From the first line to the last, restate the records word for word, skipping the pictures.

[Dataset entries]
═══

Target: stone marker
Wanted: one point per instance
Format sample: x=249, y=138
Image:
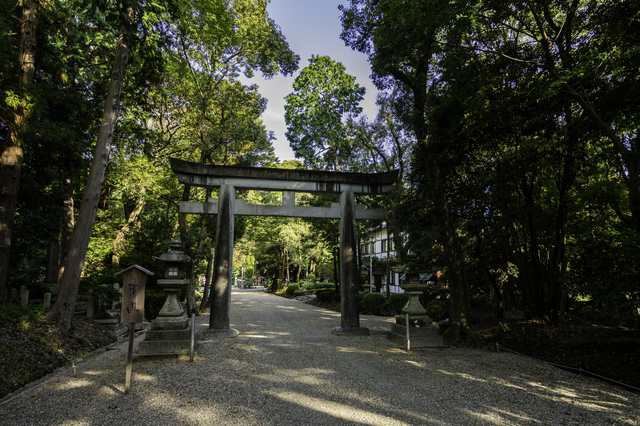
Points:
x=24, y=296
x=90, y=307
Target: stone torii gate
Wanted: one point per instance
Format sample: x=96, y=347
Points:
x=226, y=206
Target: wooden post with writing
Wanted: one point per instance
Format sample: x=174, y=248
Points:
x=135, y=280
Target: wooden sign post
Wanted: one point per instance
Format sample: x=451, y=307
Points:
x=135, y=279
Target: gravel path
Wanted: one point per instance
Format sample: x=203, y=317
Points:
x=287, y=369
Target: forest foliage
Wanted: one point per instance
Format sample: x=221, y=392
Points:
x=514, y=126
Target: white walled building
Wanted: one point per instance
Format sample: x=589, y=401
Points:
x=378, y=243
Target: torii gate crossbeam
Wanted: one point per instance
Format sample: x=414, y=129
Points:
x=230, y=178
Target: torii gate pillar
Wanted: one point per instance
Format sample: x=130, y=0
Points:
x=223, y=271
x=349, y=318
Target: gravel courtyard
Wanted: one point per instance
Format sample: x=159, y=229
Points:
x=286, y=368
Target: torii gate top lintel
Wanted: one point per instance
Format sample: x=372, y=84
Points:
x=262, y=178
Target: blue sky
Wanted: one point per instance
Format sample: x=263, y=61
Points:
x=312, y=27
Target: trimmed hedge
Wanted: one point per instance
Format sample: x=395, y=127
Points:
x=397, y=302
x=437, y=310
x=372, y=303
x=325, y=295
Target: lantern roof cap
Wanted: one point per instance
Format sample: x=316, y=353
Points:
x=174, y=255
x=140, y=268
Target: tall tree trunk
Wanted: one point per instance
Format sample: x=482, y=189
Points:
x=459, y=328
x=13, y=152
x=67, y=222
x=123, y=233
x=207, y=278
x=62, y=310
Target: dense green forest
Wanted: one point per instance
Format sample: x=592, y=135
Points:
x=514, y=127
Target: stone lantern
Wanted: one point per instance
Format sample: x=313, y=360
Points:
x=170, y=332
x=414, y=325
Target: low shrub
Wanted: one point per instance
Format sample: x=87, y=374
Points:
x=437, y=310
x=372, y=303
x=397, y=302
x=319, y=286
x=325, y=295
x=292, y=288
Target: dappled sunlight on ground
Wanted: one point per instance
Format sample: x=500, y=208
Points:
x=496, y=416
x=354, y=350
x=338, y=410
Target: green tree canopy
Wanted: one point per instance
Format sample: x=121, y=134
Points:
x=316, y=113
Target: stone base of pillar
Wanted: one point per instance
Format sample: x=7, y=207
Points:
x=216, y=334
x=355, y=331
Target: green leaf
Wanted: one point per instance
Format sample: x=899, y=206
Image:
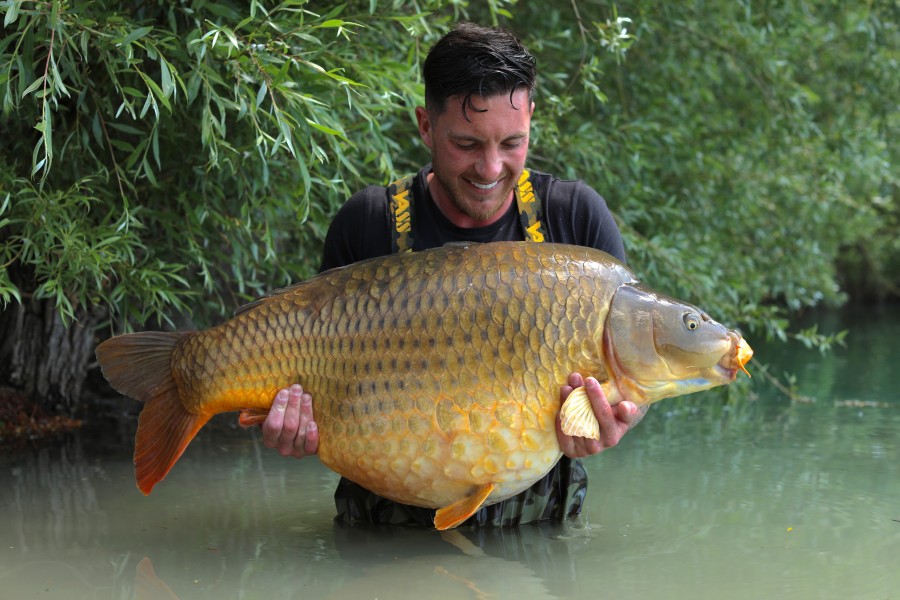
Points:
x=135, y=35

═══

» **Answer space**:
Target: stone marker
Wanted: one point per instance
Format sample: x=249, y=138
Image:
Points:
x=24, y=296
x=90, y=307
Target: stone torii gate
Wanted: one point per instance
Format sample: x=96, y=347
Points:
x=226, y=206
Target: wooden post with writing
Wanted: one point per instance
Format sample: x=174, y=248
Points:
x=135, y=280
Target: wooden sign post
Wanted: one point per instance
Format sample: x=451, y=307
Points:
x=135, y=279
Target: gravel path
Wanted: one point per instance
Format sample: x=203, y=317
Points:
x=287, y=369
Target: forest foliage
Wanted: one point per instance
Format sample: x=221, y=392
Points:
x=514, y=126
Target: white walled building
Wanted: one point per instance
Format sample: x=589, y=401
Points:
x=378, y=243
Target: torii gate crossbeam
Wanted: one point per instance
Format sample: x=414, y=129
Points:
x=230, y=178
Target: torii gate pillar
Wanted: one point per instance
Format sample: x=130, y=0
Points:
x=223, y=271
x=349, y=318
Target: gravel courtyard
Wanted: one point per instance
Format sample: x=159, y=229
Points:
x=286, y=368
Target: torii gate top lintel
Wanted: one point per instance
Format sample: x=372, y=84
Points:
x=262, y=178
Target: blue sky
Wanted: one point per instance
Format sample: x=263, y=61
Points:
x=312, y=27
Target: trimmed hedge
Wanted: one point per instance
Format sample: x=395, y=127
Points:
x=397, y=302
x=437, y=310
x=372, y=303
x=325, y=295
Target: lantern roof cap
Wanted: one point per instance
Format sample: x=316, y=353
Points:
x=174, y=255
x=140, y=268
Target: tall tree trunk
Wanted: one point per instance
Format sample: x=482, y=189
Points:
x=459, y=328
x=13, y=152
x=67, y=222
x=123, y=233
x=207, y=278
x=62, y=310
Target: dense green forest
Wanted: one point per instance
Format sample: x=592, y=135
Points:
x=514, y=127
Target: stone lantern
Wanted: one point per instance
Format sample: x=313, y=360
Points:
x=170, y=332
x=414, y=325
Target: low shrub
Wanted: one point per instance
Format sample: x=87, y=374
Points:
x=437, y=310
x=372, y=303
x=397, y=302
x=319, y=286
x=325, y=295
x=292, y=288
Target: dappled sunlight on ground
Wanted: one point per instance
Format sample: x=500, y=208
Points:
x=496, y=416
x=354, y=350
x=338, y=410
Target: green tree canopy
Wanted: one point per instance
Format sample: x=121, y=134
Points:
x=316, y=113
Target: stone base of pillar
Wanted: one point per instance
Format sample: x=7, y=207
Points:
x=216, y=334
x=355, y=331
Target: green leaf
Wanted: one point per instance
Format sample: x=899, y=206
Image:
Points:
x=135, y=35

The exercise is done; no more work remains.